Return every line of the records that contains the string "blue", treating uppercase and lowercase as different.
BEGIN DATA LISTING
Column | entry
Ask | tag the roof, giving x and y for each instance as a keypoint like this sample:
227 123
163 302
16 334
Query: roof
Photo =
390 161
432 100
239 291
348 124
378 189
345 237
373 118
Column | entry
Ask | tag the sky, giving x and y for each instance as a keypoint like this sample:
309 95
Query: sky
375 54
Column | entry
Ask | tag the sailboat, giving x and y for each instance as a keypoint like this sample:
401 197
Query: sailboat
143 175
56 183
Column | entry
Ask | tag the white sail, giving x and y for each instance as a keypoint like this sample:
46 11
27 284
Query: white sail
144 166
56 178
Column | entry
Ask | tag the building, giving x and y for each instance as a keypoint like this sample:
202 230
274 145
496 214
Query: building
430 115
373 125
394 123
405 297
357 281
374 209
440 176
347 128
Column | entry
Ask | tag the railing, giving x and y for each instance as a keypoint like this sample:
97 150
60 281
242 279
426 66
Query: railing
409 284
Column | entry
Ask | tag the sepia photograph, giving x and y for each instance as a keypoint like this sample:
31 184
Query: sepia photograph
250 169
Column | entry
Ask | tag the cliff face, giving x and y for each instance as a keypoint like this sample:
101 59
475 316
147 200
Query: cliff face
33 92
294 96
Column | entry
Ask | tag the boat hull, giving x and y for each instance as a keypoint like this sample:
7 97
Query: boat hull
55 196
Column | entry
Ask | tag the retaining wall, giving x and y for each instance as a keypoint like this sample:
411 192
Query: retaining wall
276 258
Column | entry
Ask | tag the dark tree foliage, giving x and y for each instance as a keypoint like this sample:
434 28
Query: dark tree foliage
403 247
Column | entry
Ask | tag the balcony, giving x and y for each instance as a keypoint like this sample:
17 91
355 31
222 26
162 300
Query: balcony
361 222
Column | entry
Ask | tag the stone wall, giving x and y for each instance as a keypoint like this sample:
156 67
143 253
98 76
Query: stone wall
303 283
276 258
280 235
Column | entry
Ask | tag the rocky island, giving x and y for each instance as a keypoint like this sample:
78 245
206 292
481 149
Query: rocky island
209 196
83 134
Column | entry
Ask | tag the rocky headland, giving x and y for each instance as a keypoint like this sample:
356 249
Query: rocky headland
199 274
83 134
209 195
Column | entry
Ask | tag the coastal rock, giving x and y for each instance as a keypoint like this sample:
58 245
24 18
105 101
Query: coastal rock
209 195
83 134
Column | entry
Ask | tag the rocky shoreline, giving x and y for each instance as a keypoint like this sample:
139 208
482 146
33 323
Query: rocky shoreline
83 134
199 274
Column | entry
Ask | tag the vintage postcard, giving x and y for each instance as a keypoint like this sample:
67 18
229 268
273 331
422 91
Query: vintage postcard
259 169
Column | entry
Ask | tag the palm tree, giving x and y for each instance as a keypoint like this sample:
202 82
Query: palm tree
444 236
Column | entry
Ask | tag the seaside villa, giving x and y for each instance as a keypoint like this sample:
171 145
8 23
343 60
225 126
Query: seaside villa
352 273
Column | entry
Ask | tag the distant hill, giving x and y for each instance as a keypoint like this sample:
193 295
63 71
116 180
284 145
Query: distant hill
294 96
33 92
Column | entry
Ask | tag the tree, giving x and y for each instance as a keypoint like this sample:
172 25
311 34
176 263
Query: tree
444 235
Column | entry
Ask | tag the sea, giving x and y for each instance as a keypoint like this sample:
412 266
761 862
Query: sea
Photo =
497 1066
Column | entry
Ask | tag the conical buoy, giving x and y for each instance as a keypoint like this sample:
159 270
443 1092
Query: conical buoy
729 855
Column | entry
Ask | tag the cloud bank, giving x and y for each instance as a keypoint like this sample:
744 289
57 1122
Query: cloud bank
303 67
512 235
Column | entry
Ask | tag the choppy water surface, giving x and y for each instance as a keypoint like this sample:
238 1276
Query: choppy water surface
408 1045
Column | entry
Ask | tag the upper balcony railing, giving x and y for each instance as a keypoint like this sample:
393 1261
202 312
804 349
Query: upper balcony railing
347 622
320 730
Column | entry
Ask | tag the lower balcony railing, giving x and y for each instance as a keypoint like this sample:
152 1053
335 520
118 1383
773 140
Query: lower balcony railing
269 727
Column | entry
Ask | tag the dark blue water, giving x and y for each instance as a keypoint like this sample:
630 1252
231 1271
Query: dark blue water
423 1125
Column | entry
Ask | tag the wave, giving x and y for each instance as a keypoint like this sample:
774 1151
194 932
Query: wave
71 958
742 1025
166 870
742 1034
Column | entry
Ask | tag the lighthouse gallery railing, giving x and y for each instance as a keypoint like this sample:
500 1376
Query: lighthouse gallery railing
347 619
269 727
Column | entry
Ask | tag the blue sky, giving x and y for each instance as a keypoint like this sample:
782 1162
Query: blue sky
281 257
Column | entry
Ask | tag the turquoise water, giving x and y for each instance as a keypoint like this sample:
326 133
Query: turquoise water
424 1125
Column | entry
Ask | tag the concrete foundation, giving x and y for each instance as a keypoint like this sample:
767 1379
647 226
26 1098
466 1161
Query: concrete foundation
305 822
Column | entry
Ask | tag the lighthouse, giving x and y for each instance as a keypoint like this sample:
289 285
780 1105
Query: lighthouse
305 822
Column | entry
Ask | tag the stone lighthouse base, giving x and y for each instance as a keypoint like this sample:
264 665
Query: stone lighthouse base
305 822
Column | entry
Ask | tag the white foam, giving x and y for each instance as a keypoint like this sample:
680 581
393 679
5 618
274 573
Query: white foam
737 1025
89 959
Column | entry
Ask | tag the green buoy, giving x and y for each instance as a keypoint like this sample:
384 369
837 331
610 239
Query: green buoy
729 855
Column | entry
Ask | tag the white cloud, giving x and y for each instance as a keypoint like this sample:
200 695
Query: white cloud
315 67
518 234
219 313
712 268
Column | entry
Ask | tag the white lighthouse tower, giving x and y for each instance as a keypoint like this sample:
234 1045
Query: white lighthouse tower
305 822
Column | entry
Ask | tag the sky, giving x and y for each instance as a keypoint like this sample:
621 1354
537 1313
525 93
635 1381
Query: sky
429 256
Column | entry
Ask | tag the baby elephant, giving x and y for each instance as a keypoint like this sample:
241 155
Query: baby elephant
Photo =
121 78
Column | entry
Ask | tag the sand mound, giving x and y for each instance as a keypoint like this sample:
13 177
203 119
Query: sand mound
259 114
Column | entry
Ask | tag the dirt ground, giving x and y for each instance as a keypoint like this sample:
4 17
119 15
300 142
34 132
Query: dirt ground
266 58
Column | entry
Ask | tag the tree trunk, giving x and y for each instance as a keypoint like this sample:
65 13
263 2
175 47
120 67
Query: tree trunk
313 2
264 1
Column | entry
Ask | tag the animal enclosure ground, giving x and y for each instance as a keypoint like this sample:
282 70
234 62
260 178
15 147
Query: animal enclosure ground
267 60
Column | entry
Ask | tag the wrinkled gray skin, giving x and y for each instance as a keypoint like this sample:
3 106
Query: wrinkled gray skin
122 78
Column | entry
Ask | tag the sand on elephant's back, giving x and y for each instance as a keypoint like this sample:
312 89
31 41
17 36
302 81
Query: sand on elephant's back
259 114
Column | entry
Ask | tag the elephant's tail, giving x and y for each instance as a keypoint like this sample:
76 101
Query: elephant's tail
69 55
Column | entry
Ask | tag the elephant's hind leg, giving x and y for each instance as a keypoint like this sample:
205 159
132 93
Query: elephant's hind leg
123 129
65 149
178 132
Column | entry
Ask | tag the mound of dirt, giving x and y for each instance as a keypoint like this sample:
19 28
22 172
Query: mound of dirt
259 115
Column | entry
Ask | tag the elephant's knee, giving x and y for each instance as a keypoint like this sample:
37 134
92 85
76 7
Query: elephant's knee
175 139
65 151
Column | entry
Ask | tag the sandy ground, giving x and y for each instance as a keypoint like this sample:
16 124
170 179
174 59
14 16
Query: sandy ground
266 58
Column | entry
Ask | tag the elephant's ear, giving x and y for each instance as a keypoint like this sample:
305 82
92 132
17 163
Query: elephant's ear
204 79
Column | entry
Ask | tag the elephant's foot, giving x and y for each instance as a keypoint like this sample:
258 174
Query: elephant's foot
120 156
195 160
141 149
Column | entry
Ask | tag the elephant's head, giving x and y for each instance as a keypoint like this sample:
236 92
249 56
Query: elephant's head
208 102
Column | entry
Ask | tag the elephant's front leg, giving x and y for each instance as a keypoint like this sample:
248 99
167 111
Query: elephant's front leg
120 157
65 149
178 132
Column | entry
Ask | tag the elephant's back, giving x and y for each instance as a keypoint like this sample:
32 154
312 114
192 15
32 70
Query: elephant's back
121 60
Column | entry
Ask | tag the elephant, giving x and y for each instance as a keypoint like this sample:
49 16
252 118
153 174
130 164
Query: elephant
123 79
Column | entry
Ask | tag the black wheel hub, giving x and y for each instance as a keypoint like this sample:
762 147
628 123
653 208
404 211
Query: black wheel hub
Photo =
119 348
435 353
END DATA LISTING
RESULT FOR THIS TASK:
Ask | tag the dark blue water, giving x and y for each instance as a keypoint like this sample:
Query: dark blue water
Ask | tag the blue sky, giving x and y for each instance as a keypoint like this sample:
Query: blue sky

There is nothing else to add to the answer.